● **The task**
Write out precisely the lines beginning with the line that contains "Query: metal railing" and ending with the last line of the entries, and no other lines.

---

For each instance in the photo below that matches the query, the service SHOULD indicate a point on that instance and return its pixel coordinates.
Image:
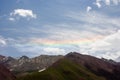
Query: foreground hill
(75, 66)
(25, 63)
(5, 74)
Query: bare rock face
(5, 74)
(101, 67)
(25, 63)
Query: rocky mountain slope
(25, 63)
(5, 74)
(75, 66)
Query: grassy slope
(63, 70)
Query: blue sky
(54, 27)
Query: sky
(57, 27)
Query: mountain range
(25, 63)
(5, 74)
(75, 66)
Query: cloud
(107, 47)
(89, 8)
(98, 3)
(22, 13)
(2, 41)
(11, 19)
(55, 51)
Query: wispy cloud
(24, 13)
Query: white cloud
(107, 47)
(55, 51)
(2, 41)
(89, 8)
(107, 2)
(98, 3)
(11, 19)
(22, 13)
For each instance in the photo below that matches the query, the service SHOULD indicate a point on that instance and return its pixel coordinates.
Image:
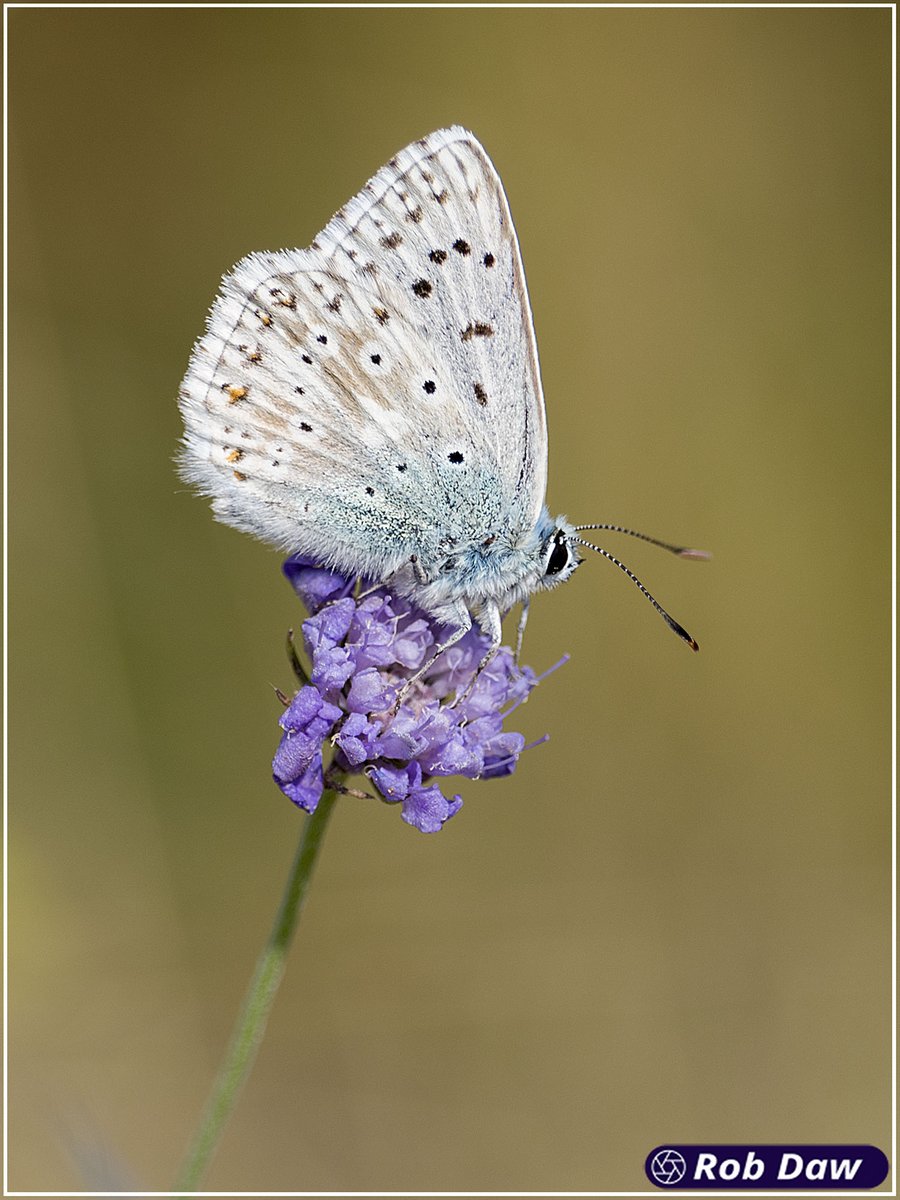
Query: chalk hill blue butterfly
(375, 402)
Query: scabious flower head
(361, 652)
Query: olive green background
(672, 923)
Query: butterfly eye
(559, 556)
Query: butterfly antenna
(682, 551)
(670, 621)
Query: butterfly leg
(520, 631)
(460, 623)
(489, 618)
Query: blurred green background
(673, 922)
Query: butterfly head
(558, 553)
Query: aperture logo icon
(667, 1167)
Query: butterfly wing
(378, 394)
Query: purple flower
(361, 653)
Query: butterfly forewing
(378, 394)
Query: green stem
(253, 1017)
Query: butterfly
(375, 402)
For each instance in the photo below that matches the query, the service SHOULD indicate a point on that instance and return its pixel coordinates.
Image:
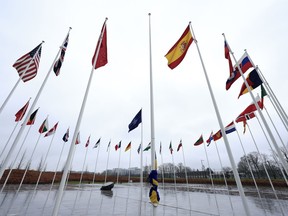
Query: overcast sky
(182, 102)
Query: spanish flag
(177, 53)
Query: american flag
(28, 64)
(59, 62)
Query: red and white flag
(102, 54)
(19, 115)
(77, 141)
(52, 130)
(27, 66)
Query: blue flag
(136, 121)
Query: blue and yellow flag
(153, 193)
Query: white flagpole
(13, 163)
(271, 93)
(141, 160)
(280, 167)
(129, 163)
(283, 161)
(117, 181)
(186, 177)
(40, 174)
(211, 177)
(94, 175)
(264, 166)
(12, 133)
(231, 158)
(151, 102)
(22, 75)
(107, 161)
(2, 169)
(54, 176)
(7, 142)
(72, 146)
(175, 185)
(80, 182)
(229, 195)
(45, 159)
(251, 172)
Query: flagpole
(107, 161)
(129, 164)
(284, 162)
(264, 166)
(151, 101)
(141, 166)
(69, 158)
(13, 163)
(250, 169)
(118, 165)
(40, 174)
(211, 177)
(229, 195)
(80, 182)
(174, 175)
(7, 142)
(28, 164)
(2, 169)
(271, 93)
(16, 84)
(271, 149)
(186, 177)
(18, 120)
(54, 176)
(231, 158)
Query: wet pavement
(125, 199)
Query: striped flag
(27, 66)
(102, 54)
(98, 143)
(88, 141)
(199, 141)
(179, 146)
(208, 141)
(170, 148)
(77, 141)
(139, 148)
(19, 115)
(59, 62)
(32, 118)
(66, 136)
(230, 128)
(128, 147)
(177, 53)
(44, 127)
(52, 130)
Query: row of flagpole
(98, 62)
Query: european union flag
(136, 121)
(153, 193)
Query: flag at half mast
(178, 51)
(19, 115)
(59, 62)
(135, 121)
(32, 118)
(27, 66)
(101, 48)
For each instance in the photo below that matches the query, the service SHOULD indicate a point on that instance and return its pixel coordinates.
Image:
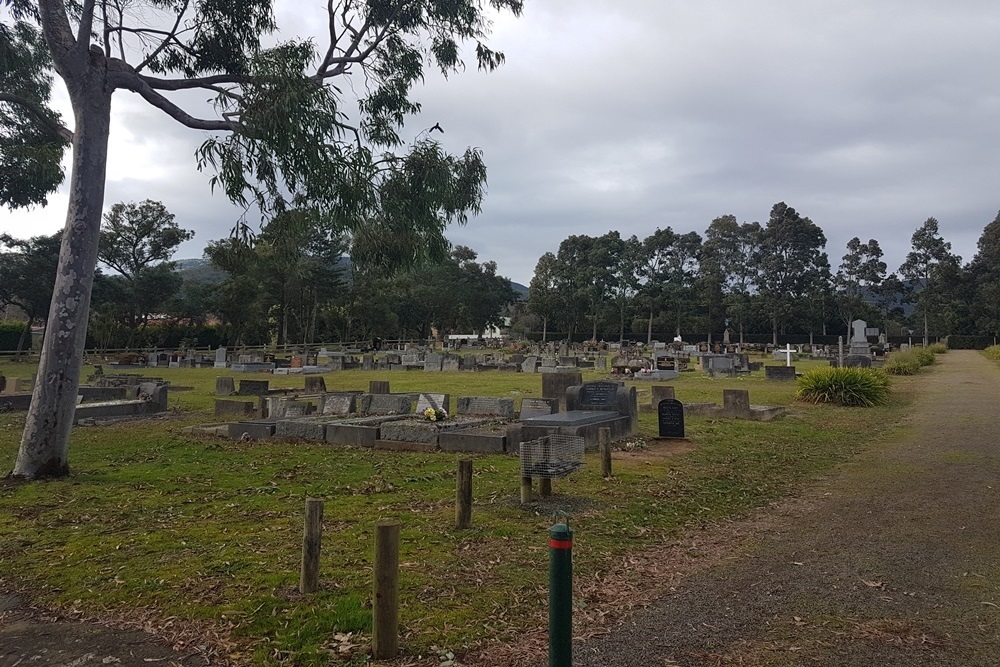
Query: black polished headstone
(670, 418)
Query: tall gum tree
(281, 130)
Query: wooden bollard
(463, 494)
(525, 490)
(604, 440)
(311, 540)
(385, 608)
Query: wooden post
(311, 541)
(463, 494)
(604, 440)
(385, 611)
(525, 490)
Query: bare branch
(128, 80)
(186, 84)
(172, 35)
(39, 113)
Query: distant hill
(200, 270)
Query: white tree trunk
(45, 442)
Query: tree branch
(128, 80)
(40, 115)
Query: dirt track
(895, 560)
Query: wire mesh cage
(551, 456)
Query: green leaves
(31, 146)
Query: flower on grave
(430, 414)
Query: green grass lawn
(205, 529)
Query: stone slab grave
(555, 384)
(359, 432)
(735, 405)
(339, 405)
(670, 418)
(486, 406)
(251, 430)
(538, 407)
(589, 407)
(315, 385)
(149, 398)
(224, 386)
(434, 401)
(779, 373)
(254, 387)
(385, 404)
(227, 407)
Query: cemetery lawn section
(205, 532)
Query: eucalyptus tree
(545, 298)
(730, 258)
(792, 261)
(32, 139)
(984, 270)
(283, 127)
(931, 267)
(137, 241)
(861, 273)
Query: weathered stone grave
(538, 407)
(670, 418)
(780, 373)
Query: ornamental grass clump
(902, 363)
(864, 387)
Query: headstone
(315, 384)
(432, 362)
(670, 418)
(224, 386)
(529, 365)
(736, 402)
(338, 405)
(386, 404)
(486, 405)
(661, 392)
(538, 407)
(554, 385)
(254, 387)
(857, 361)
(435, 401)
(783, 373)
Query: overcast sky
(868, 117)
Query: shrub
(902, 363)
(844, 386)
(925, 355)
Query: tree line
(750, 278)
(291, 282)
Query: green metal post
(561, 595)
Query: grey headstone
(339, 404)
(224, 386)
(436, 401)
(670, 418)
(386, 404)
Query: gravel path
(895, 560)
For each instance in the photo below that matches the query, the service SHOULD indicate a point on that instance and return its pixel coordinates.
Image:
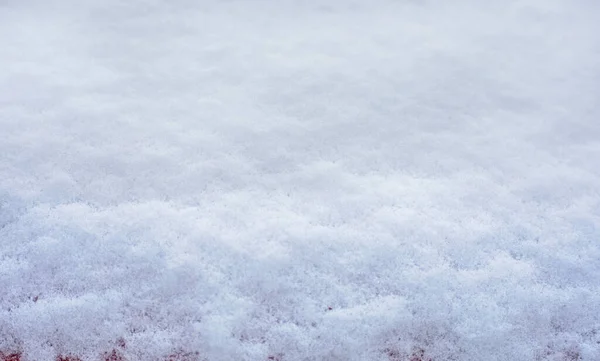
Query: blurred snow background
(308, 180)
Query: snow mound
(300, 180)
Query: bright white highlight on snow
(301, 180)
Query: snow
(300, 180)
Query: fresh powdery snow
(300, 180)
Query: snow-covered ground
(300, 180)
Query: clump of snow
(300, 180)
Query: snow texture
(300, 180)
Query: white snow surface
(300, 180)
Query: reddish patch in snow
(417, 355)
(67, 358)
(114, 355)
(183, 356)
(10, 356)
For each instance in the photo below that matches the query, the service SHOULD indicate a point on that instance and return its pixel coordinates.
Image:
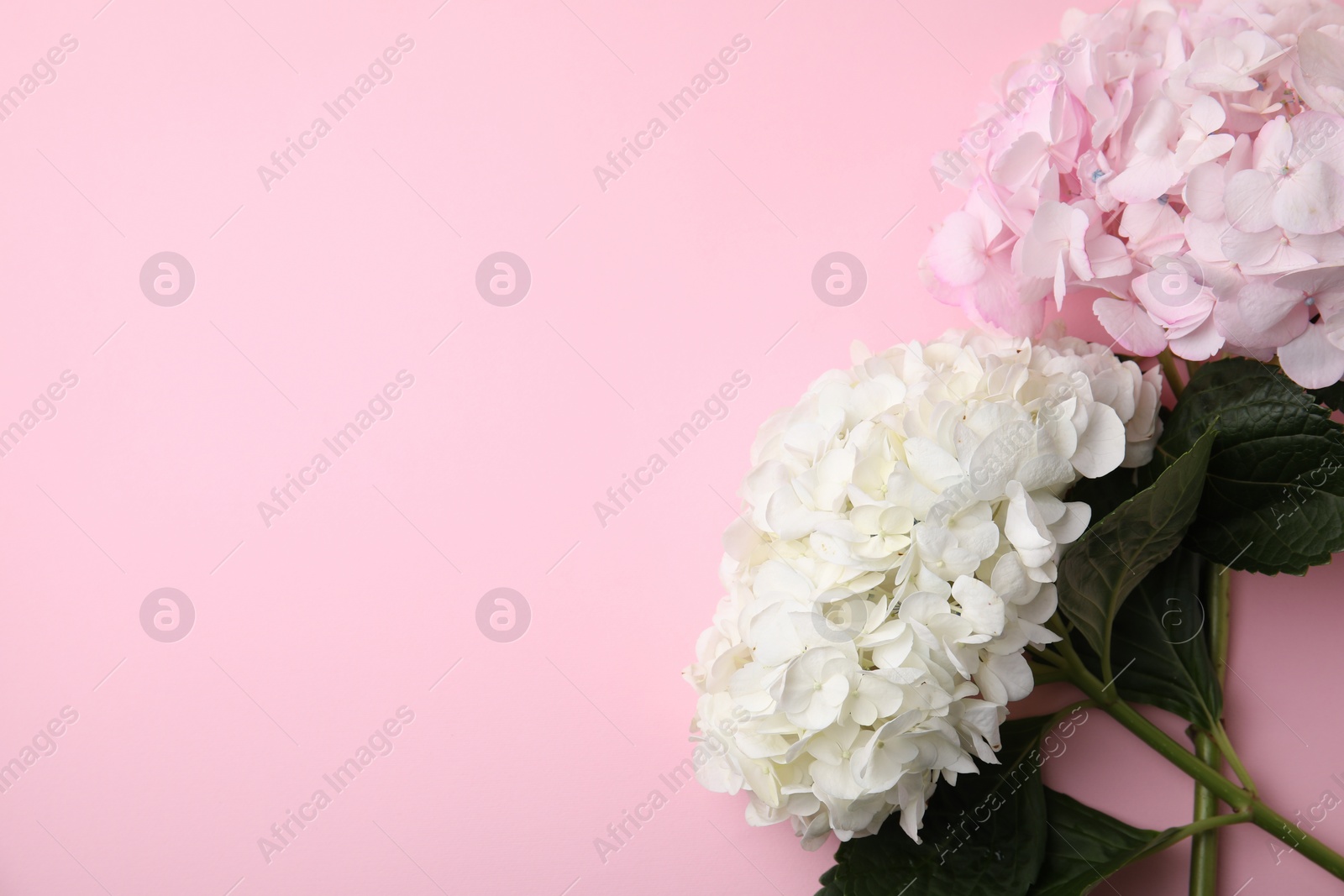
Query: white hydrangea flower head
(894, 557)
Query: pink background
(311, 296)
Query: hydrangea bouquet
(932, 532)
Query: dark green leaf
(1274, 497)
(1160, 644)
(1331, 396)
(984, 837)
(1100, 570)
(1106, 493)
(1085, 846)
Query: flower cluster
(895, 555)
(1180, 165)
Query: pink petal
(1202, 344)
(958, 251)
(1310, 360)
(1242, 320)
(1205, 191)
(1310, 201)
(1146, 177)
(1273, 145)
(1252, 249)
(1131, 325)
(1249, 201)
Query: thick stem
(1269, 820)
(1203, 848)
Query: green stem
(1046, 674)
(1203, 848)
(1173, 372)
(1310, 848)
(1225, 790)
(1225, 746)
(1196, 828)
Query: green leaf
(1085, 846)
(983, 837)
(1108, 492)
(1274, 497)
(1100, 570)
(1160, 644)
(1331, 396)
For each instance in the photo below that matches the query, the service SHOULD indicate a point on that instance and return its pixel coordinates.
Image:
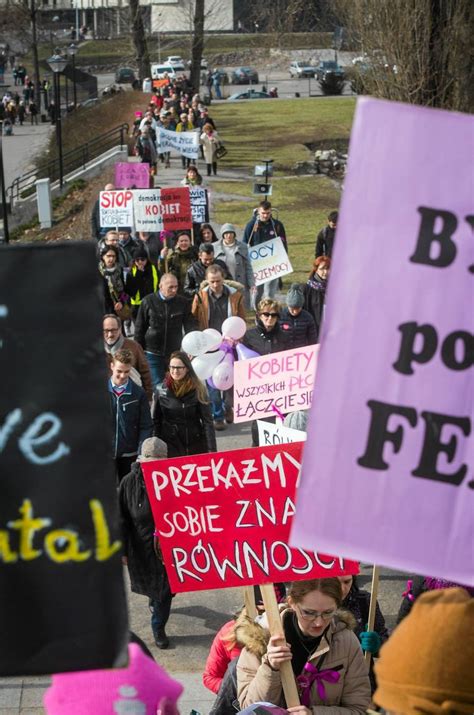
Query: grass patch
(302, 204)
(280, 129)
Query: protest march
(186, 411)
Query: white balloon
(223, 376)
(234, 327)
(204, 364)
(214, 338)
(195, 343)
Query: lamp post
(6, 236)
(72, 52)
(58, 64)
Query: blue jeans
(157, 365)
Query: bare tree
(197, 46)
(416, 51)
(142, 55)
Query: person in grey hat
(295, 321)
(235, 255)
(142, 552)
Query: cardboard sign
(176, 208)
(185, 143)
(391, 430)
(62, 593)
(270, 433)
(116, 208)
(224, 519)
(284, 380)
(269, 261)
(199, 204)
(134, 175)
(147, 209)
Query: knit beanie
(139, 688)
(295, 297)
(426, 666)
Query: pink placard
(132, 176)
(389, 441)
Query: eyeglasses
(314, 615)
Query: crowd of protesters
(157, 287)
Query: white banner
(147, 208)
(199, 204)
(116, 208)
(185, 143)
(269, 260)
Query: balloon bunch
(213, 352)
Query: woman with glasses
(315, 290)
(267, 337)
(318, 641)
(182, 415)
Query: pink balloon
(244, 353)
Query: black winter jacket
(161, 324)
(301, 328)
(264, 342)
(325, 242)
(196, 273)
(184, 423)
(315, 298)
(147, 573)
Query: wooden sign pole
(373, 606)
(249, 602)
(276, 628)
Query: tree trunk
(198, 44)
(142, 56)
(34, 49)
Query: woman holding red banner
(325, 654)
(182, 415)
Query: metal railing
(24, 186)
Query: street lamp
(72, 52)
(58, 64)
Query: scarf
(112, 349)
(317, 283)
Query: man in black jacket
(325, 239)
(196, 272)
(163, 319)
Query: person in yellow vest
(142, 278)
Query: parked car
(163, 71)
(249, 94)
(125, 75)
(301, 69)
(329, 66)
(223, 76)
(244, 75)
(174, 60)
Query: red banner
(224, 519)
(176, 208)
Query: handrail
(23, 186)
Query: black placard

---

● **Task answer**
Query: metal railing
(24, 186)
Query: street lamp
(72, 52)
(58, 64)
Query: scarf
(112, 349)
(317, 283)
Query: man in black jacket
(325, 239)
(196, 272)
(163, 319)
Query: person in yellow vest
(142, 278)
Query: parked car
(163, 71)
(249, 94)
(125, 75)
(301, 69)
(329, 66)
(223, 76)
(244, 75)
(174, 60)
Query: red banner
(224, 519)
(176, 208)
Query: handrail
(23, 186)
Query: black placard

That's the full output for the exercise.